The EC's IUU "yellow card" has caused Vietnam's seafood exports to this market to decline continuously since 2017.

Comparing the export results of 2017-2019, after two years of being affected by the IUU "yellow card", seafood export turnover to the EU market decreased by 12%, equivalent to US$183.5 million. Accordingly, the total export turnover of seafood products decreased by over 10% after two years, equivalent to a decrease of US$43 million, of which octopus fell the most by 37%, bivalve molluscs decreased by 11%, tuna down nearly 2%, crab down 11%. Exports of aquaculture products to the EU also decreased by 13% from 2017 to 2019.

This downward trend in exports will continue into 2020, especially due to the double impact of the Covid-19 pandemic, IUU "yellow card" and Brexit, seafood exports to the EU market decreased by 5.7% compared to 2019, only reaching US$959 million.

Since 2019, the EU has dropped from the second position to the fourth position in Vietnam's seafood export markets, after the US, Japan and China. However, the EU is still a dominant market for other markets and an important partner for Vietnam's seafood industry.

Not only reducing exports, according to experts, Vietnamese seafood is also in danger of losing the EU market in the event that Vietnam's fishing industry would be given the "red card" by the EC if no drastic solutions and solutions were taken to comply with anti-IUU regulations.

According to Le Hang, Deputy Director of VASEP Trade Promotion and Training Center, to have a detailed assessment of these risks, VASEP collaborates with experts from Nha Trang University and Copenhagen Business University (Denmark) on the report “A Trade-Based Analysis of the Economic Impact of Non-Compliance with Illegal, Unreported and Unregulated Fishing -IUU: The Case of Vietnam”. The report implementation was supervised by the World Bank.

▶ _Excerpted data_:
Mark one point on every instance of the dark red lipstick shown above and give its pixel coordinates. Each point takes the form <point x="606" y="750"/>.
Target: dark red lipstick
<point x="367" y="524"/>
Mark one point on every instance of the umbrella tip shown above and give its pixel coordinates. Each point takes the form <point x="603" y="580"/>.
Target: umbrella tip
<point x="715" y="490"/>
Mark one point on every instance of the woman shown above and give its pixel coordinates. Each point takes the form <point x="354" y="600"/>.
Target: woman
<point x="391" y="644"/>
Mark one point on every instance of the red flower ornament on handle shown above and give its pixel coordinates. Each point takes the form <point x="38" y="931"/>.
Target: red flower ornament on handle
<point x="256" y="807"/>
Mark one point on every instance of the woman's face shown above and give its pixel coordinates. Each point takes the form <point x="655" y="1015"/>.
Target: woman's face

▶ _What the exercise asks_:
Answer these questions from the seafood export excerpt:
1. By what percentage did Vietnam's seafood export turnover to the EU market fall from 2017 to 2019?
2. What value did seafood exports to the EU reach in 2020?
3. Which two universities did VASEP work with on its report?
You can set aside the lines above.

▶ _Written response_:
1. 12%
2. US$959 million
3. Nha Trang University and Copenhagen Business University (Denmark)